-- Start of DOCUMENT EXCERPT --
Feb 1, 2010

THANK YOU TO JESUS IN LOVE BLOG FOR THIS!

Saints Brigid and Darlughdach of Kildare
By Brother Robert Lentz, OFM. © 1999
Courtesy of www.trinitystores.com (800.699.4482)
Collection of the Living Circle, Chicago, IL

St. Brigid and her soulmate St. Darlughdach were sixth-century Irish nuns who brought art, education and spirituality to early medieval Ireland. Brigid (c.451-525) shares her name and feast day (Feb. 1) with a Celtic goddess -- and she may have been the last high priestess of the goddess Brigid.

Raised by Druids, Brigid seems to have made a smooth transition from being a pagan priestess to a Christian abbess. Today she is Ireland’s most famous female saint. Legend says that when she made her final vows as a nun, the bishop in charge was so overcome by the Holy Spirit that he administered the rite for ordaining a (male) bishop instead.
-- End of DOCUMENT EXCERPT --
TASKS ::
1. Reproduce the passage on Saints Brigid and Darlughdach word for word, everything from "THANK YOU TO" down to "(male) bishop instead.".
2. Locate every line in the listing that contains the word "water" and copy each of those lines. Capitalization must match.
The passage on Saints Brigid and Darlughdach and the listing come from separate sources.
-- Start of RECORD SET --
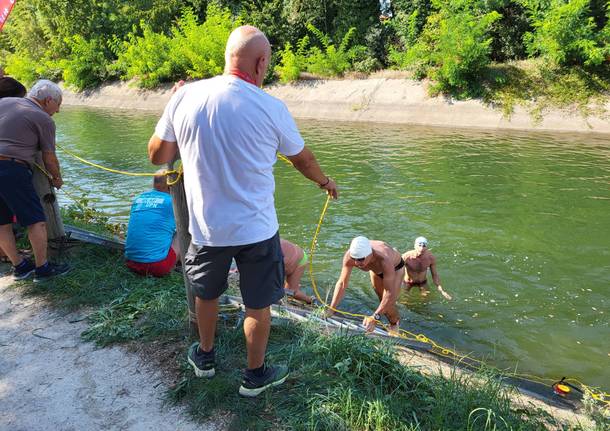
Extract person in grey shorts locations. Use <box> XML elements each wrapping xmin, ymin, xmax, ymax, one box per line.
<box><xmin>148</xmin><ymin>26</ymin><xmax>337</xmax><ymax>397</ymax></box>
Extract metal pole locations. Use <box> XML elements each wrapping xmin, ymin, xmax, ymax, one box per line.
<box><xmin>32</xmin><ymin>153</ymin><xmax>66</xmax><ymax>259</ymax></box>
<box><xmin>168</xmin><ymin>159</ymin><xmax>199</xmax><ymax>337</ymax></box>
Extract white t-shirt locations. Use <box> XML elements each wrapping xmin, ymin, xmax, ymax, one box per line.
<box><xmin>155</xmin><ymin>75</ymin><xmax>304</xmax><ymax>246</ymax></box>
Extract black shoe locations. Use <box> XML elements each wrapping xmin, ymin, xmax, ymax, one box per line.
<box><xmin>34</xmin><ymin>262</ymin><xmax>71</xmax><ymax>283</ymax></box>
<box><xmin>187</xmin><ymin>343</ymin><xmax>216</xmax><ymax>379</ymax></box>
<box><xmin>13</xmin><ymin>259</ymin><xmax>36</xmax><ymax>280</ymax></box>
<box><xmin>239</xmin><ymin>365</ymin><xmax>288</xmax><ymax>397</ymax></box>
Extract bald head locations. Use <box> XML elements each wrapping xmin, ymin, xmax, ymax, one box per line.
<box><xmin>225</xmin><ymin>25</ymin><xmax>271</xmax><ymax>87</ymax></box>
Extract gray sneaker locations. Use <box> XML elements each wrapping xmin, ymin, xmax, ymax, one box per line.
<box><xmin>187</xmin><ymin>342</ymin><xmax>216</xmax><ymax>379</ymax></box>
<box><xmin>239</xmin><ymin>365</ymin><xmax>288</xmax><ymax>397</ymax></box>
<box><xmin>13</xmin><ymin>258</ymin><xmax>36</xmax><ymax>280</ymax></box>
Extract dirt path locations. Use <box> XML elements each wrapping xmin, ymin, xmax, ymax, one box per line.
<box><xmin>0</xmin><ymin>277</ymin><xmax>221</xmax><ymax>431</ymax></box>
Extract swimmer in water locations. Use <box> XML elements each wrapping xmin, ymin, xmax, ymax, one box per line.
<box><xmin>326</xmin><ymin>236</ymin><xmax>405</xmax><ymax>334</ymax></box>
<box><xmin>280</xmin><ymin>238</ymin><xmax>314</xmax><ymax>304</ymax></box>
<box><xmin>402</xmin><ymin>236</ymin><xmax>451</xmax><ymax>299</ymax></box>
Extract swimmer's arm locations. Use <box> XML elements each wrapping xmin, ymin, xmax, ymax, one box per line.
<box><xmin>430</xmin><ymin>259</ymin><xmax>451</xmax><ymax>299</ymax></box>
<box><xmin>373</xmin><ymin>267</ymin><xmax>398</xmax><ymax>314</ymax></box>
<box><xmin>326</xmin><ymin>253</ymin><xmax>353</xmax><ymax>316</ymax></box>
<box><xmin>148</xmin><ymin>135</ymin><xmax>178</xmax><ymax>165</ymax></box>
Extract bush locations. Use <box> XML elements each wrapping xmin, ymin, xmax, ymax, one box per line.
<box><xmin>307</xmin><ymin>24</ymin><xmax>357</xmax><ymax>76</ymax></box>
<box><xmin>275</xmin><ymin>36</ymin><xmax>309</xmax><ymax>83</ymax></box>
<box><xmin>172</xmin><ymin>3</ymin><xmax>241</xmax><ymax>78</ymax></box>
<box><xmin>522</xmin><ymin>0</ymin><xmax>610</xmax><ymax>66</ymax></box>
<box><xmin>59</xmin><ymin>35</ymin><xmax>108</xmax><ymax>90</ymax></box>
<box><xmin>390</xmin><ymin>0</ymin><xmax>500</xmax><ymax>97</ymax></box>
<box><xmin>113</xmin><ymin>22</ymin><xmax>183</xmax><ymax>88</ymax></box>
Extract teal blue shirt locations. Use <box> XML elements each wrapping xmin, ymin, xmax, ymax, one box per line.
<box><xmin>125</xmin><ymin>190</ymin><xmax>176</xmax><ymax>263</ymax></box>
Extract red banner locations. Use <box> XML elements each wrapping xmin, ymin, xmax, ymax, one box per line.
<box><xmin>0</xmin><ymin>0</ymin><xmax>17</xmax><ymax>30</ymax></box>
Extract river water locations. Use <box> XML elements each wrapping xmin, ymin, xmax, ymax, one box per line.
<box><xmin>55</xmin><ymin>108</ymin><xmax>610</xmax><ymax>390</ymax></box>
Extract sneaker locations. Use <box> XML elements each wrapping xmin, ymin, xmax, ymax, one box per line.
<box><xmin>13</xmin><ymin>259</ymin><xmax>36</xmax><ymax>280</ymax></box>
<box><xmin>187</xmin><ymin>343</ymin><xmax>216</xmax><ymax>379</ymax></box>
<box><xmin>239</xmin><ymin>365</ymin><xmax>288</xmax><ymax>397</ymax></box>
<box><xmin>34</xmin><ymin>262</ymin><xmax>71</xmax><ymax>283</ymax></box>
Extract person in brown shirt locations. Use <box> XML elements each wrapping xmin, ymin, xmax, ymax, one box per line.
<box><xmin>0</xmin><ymin>80</ymin><xmax>69</xmax><ymax>282</ymax></box>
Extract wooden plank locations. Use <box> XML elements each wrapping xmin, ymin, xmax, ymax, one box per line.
<box><xmin>64</xmin><ymin>224</ymin><xmax>125</xmax><ymax>250</ymax></box>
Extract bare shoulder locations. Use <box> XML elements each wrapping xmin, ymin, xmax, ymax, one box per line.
<box><xmin>343</xmin><ymin>250</ymin><xmax>354</xmax><ymax>267</ymax></box>
<box><xmin>402</xmin><ymin>250</ymin><xmax>417</xmax><ymax>259</ymax></box>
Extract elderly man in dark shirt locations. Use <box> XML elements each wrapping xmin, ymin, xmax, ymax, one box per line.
<box><xmin>0</xmin><ymin>80</ymin><xmax>69</xmax><ymax>282</ymax></box>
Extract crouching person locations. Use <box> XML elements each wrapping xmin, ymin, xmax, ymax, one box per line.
<box><xmin>125</xmin><ymin>170</ymin><xmax>180</xmax><ymax>277</ymax></box>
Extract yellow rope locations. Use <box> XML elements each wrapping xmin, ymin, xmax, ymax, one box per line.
<box><xmin>56</xmin><ymin>144</ymin><xmax>181</xmax><ymax>177</ymax></box>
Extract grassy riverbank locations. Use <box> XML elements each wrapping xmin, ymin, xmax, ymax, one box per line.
<box><xmin>4</xmin><ymin>212</ymin><xmax>608</xmax><ymax>430</ymax></box>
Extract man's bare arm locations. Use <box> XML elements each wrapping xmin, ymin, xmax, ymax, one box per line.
<box><xmin>327</xmin><ymin>253</ymin><xmax>353</xmax><ymax>315</ymax></box>
<box><xmin>148</xmin><ymin>135</ymin><xmax>178</xmax><ymax>165</ymax></box>
<box><xmin>287</xmin><ymin>147</ymin><xmax>339</xmax><ymax>199</ymax></box>
<box><xmin>42</xmin><ymin>151</ymin><xmax>64</xmax><ymax>189</ymax></box>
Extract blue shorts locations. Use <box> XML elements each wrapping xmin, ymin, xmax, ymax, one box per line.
<box><xmin>0</xmin><ymin>160</ymin><xmax>45</xmax><ymax>226</ymax></box>
<box><xmin>184</xmin><ymin>232</ymin><xmax>284</xmax><ymax>309</ymax></box>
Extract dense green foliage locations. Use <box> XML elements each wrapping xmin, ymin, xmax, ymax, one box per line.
<box><xmin>0</xmin><ymin>0</ymin><xmax>610</xmax><ymax>97</ymax></box>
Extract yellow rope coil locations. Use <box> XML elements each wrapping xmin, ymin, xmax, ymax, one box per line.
<box><xmin>56</xmin><ymin>144</ymin><xmax>182</xmax><ymax>182</ymax></box>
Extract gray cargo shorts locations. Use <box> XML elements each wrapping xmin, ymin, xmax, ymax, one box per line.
<box><xmin>184</xmin><ymin>232</ymin><xmax>284</xmax><ymax>309</ymax></box>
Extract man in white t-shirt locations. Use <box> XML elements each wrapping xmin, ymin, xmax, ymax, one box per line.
<box><xmin>148</xmin><ymin>26</ymin><xmax>337</xmax><ymax>396</ymax></box>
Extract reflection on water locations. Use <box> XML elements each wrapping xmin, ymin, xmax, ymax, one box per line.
<box><xmin>57</xmin><ymin>108</ymin><xmax>610</xmax><ymax>388</ymax></box>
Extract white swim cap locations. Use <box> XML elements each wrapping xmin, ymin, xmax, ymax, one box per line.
<box><xmin>414</xmin><ymin>236</ymin><xmax>428</xmax><ymax>247</ymax></box>
<box><xmin>349</xmin><ymin>236</ymin><xmax>373</xmax><ymax>259</ymax></box>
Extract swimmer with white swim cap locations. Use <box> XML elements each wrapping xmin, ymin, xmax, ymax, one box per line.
<box><xmin>327</xmin><ymin>236</ymin><xmax>405</xmax><ymax>334</ymax></box>
<box><xmin>402</xmin><ymin>236</ymin><xmax>451</xmax><ymax>299</ymax></box>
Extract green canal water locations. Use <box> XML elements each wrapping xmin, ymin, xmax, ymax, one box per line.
-- End of RECORD SET --
WORKED SOLUTIONS ::
1.
THANK YOU TO JESUS IN LOVE BLOG FOR THIS!

Saints Brigid and Darlughdach of Kildare
By Brother Robert Lentz, OFM. © 1999
Courtesy of www.trinitystores.com (800.699.4482)
Collection of the Living Circle, Chicago, IL

St. Brigid and her soulmate St. Darlughdach were sixth-century Irish nuns who brought art, education and spirituality to early medieval Ireland. Brigid (c.451-525) shares her name and feast day (Feb. 1) with a Celtic goddess -- and she may have been the last high priestess of the goddess Brigid.

Raised by Druids, Brigid seems to have made a smooth transition from being a pagan priestess to a Christian abbess. Today she is Ireland’s most famous female saint. Legend says that when she made her final vows as a nun, the bishop in charge was so overcome by the Holy Spirit that he administered the rite for ordaining a (male) bishop instead.

2.
Extract swimmer in water locations. Use <box> XML elements each wrapping xmin, ymin, xmax, ymax, one box per line.
Extract river water locations. Use <box> XML elements each wrapping xmin, ymin, xmax, ymax, one box per line.
Extract reflection on water locations. Use <box> XML elements each wrapping xmin, ymin, xmax, ymax, one box per line.
Extract green canal water locations. Use <box> XML elements each wrapping xmin, ymin, xmax, ymax, one box per line.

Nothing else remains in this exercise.